» **About this task**
Check each statement against the text on genetic algorithms and answer yes or no, quoting the exact words that settle it. 1. John Holland's book Adaptation in Natural and Artificial Systems came out in 1975. 2. I. Rechenberg is credited with inventing genetic algorithms. 3. This article covers the details of implementing genetic algorithms in Java.
--- Document text ---
Starting about 3.5 billion years ago with bacteria, nature em- barked on the grandest of all algorithms: the evolution of highly complex and dynamic machines capable of interacting with and adapting to their environments in order to solve problems. We know these machines as plants and animals.
One look at the genetic code of even the simplest living organism reveals a structure that's enormously complex and efficiently tuned, ensuring the survival of the organism in its environment. We might even use the terms fault-tolerant, highly parallel, high performance, and ubiquitous. Don't forget that nature accomplished this extraordinary programming feat without a single developer coding an exhaustive list of if-then rules and switch statements to account for all possible scenarios. It was simply based on a random set of interactions with the fittest organisms surviving to replicate their genetic code into the next generation.
With the advent of the internet over the past decade, an entirely digital world has arisen in which web sites and applications are the organisms fighting for survival in a highly complex, internetworked environment replete with computer viruses, server crashes, and the like - an environment in which only the fittest will survive. As such, it's my belief that more sophisticated means of software development are needed to build web applications capable of interacting with and adapting to the complexities of the new digital world thriving within our computers.
One simple, yet extremely powerful, technique that will likely play a role in the evolution of the internet (and the web applications that live within it) borrows several concepts from the biological world and transforms them into bits and bytes with the goal of building adaptive software systems.
This article is the first of a two-part series that examines a technique from the AI community called genetic algorithms, which borrows concepts from biology to solve complex and often nonlinear problems encountered in the world of computer science. This article will introduce you to the concepts of genetic algorithms and discuss why Java is well suited to their implementation. The next installment will investigate the details of implementing these algorithms in Java. It's my hope that after reading these articles, you'll think a little differently about software development and its future. Genetic algorithms provide a problem-solving technique that's too powerful to ignore.
First a little history. Genetic algorithms were born out of the idea of evolutionary programming introduced by I. Rechenberg in the 1960s. John Holland, a professor at the University of Michigan at the time, is credited with the invention of genetic algorithms following the publication of his 1975 book Adaptation in Natural and Artificial Systems. In his book Holland formulated the basics of genetic algorithms as models of machine learning that derive their behavior from concepts of biology's theory of evolution. It was one of Holland's students, David Goldberg, who popularized the use of genetic algorithms when he was able to solve a difficult problem involving gas-pipeline transmission for his dissertation in 1989.
--- Data shown ---
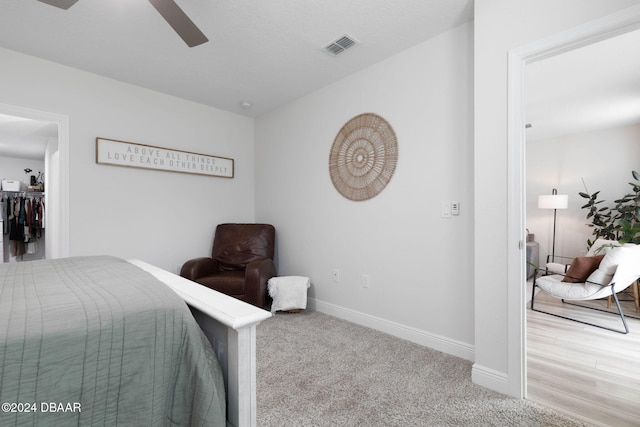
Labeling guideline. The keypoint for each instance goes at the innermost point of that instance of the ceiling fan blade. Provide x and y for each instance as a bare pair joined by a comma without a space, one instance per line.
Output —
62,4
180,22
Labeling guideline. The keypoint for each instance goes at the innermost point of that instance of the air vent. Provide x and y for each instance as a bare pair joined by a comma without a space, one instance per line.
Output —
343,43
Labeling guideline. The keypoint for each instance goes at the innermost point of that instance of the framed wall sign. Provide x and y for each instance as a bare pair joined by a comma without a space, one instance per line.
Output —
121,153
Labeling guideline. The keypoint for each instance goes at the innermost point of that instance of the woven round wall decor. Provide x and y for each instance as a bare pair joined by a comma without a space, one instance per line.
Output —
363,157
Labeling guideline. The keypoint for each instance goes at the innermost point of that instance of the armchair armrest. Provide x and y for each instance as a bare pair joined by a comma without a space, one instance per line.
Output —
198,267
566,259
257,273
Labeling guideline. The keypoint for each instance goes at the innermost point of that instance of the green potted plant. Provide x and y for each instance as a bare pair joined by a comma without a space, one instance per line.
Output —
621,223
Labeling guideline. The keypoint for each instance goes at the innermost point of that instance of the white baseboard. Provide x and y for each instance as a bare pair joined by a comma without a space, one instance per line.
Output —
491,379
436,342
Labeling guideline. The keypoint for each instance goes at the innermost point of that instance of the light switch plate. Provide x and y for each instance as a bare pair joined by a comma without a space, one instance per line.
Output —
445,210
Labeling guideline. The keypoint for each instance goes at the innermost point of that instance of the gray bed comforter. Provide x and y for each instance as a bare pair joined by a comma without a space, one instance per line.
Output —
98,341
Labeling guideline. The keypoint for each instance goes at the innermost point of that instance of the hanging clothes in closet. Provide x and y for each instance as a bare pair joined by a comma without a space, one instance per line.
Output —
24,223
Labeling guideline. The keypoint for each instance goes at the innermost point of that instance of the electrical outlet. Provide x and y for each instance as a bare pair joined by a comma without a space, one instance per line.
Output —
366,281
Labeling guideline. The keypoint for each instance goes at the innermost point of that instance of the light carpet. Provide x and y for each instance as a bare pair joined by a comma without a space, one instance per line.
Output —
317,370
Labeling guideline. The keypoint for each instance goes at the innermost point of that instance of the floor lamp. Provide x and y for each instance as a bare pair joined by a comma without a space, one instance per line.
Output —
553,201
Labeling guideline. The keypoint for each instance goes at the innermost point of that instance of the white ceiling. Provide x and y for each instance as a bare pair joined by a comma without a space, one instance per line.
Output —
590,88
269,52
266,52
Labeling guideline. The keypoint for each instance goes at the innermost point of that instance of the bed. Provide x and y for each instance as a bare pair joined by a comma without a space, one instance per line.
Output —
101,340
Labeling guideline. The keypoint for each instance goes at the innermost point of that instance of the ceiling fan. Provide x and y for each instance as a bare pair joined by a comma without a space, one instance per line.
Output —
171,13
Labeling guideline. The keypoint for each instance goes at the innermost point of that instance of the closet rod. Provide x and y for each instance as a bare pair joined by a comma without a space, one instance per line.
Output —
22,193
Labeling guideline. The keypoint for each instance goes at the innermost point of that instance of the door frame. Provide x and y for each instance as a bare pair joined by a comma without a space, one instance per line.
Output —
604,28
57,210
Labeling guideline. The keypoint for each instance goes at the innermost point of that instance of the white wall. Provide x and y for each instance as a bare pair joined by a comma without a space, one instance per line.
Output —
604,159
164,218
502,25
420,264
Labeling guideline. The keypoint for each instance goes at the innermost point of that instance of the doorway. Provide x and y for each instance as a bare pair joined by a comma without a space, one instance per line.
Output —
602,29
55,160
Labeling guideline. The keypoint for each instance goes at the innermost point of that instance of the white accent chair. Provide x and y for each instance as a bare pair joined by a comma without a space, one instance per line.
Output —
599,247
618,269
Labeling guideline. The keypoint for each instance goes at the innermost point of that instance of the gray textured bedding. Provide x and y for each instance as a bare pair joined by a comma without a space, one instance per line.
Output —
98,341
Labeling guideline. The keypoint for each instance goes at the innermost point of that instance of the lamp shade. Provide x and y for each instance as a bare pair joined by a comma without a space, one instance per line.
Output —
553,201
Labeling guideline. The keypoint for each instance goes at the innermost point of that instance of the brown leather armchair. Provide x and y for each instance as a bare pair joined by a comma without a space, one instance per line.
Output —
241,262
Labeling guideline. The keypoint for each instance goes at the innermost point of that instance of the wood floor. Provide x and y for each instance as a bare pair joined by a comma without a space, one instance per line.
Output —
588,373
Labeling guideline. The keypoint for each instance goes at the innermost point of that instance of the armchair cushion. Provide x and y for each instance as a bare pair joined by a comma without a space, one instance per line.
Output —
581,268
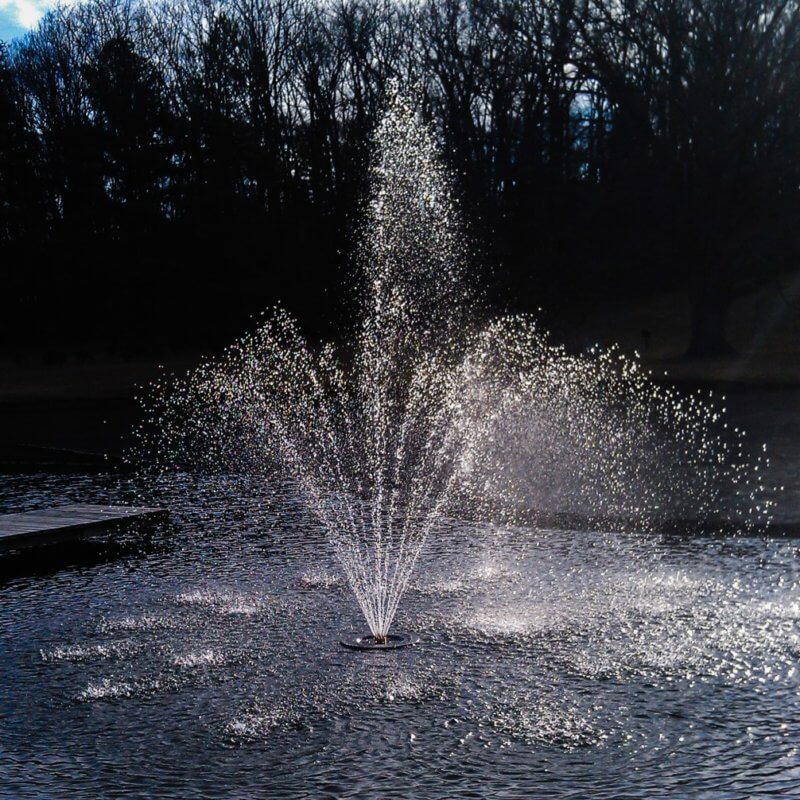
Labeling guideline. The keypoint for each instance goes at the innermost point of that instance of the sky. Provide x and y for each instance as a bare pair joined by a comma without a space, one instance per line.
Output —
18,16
---
» **Worked solution**
1. Yes: "following the publication of his 1975 book Adaptation in Natural and Artificial Systems"
2. No: "John Holland, a professor at the University of Michigan at the time, is credited with the invention of genetic algorithms"
3. No: "The next installment will investigate the details of implementing these algorithms in Java."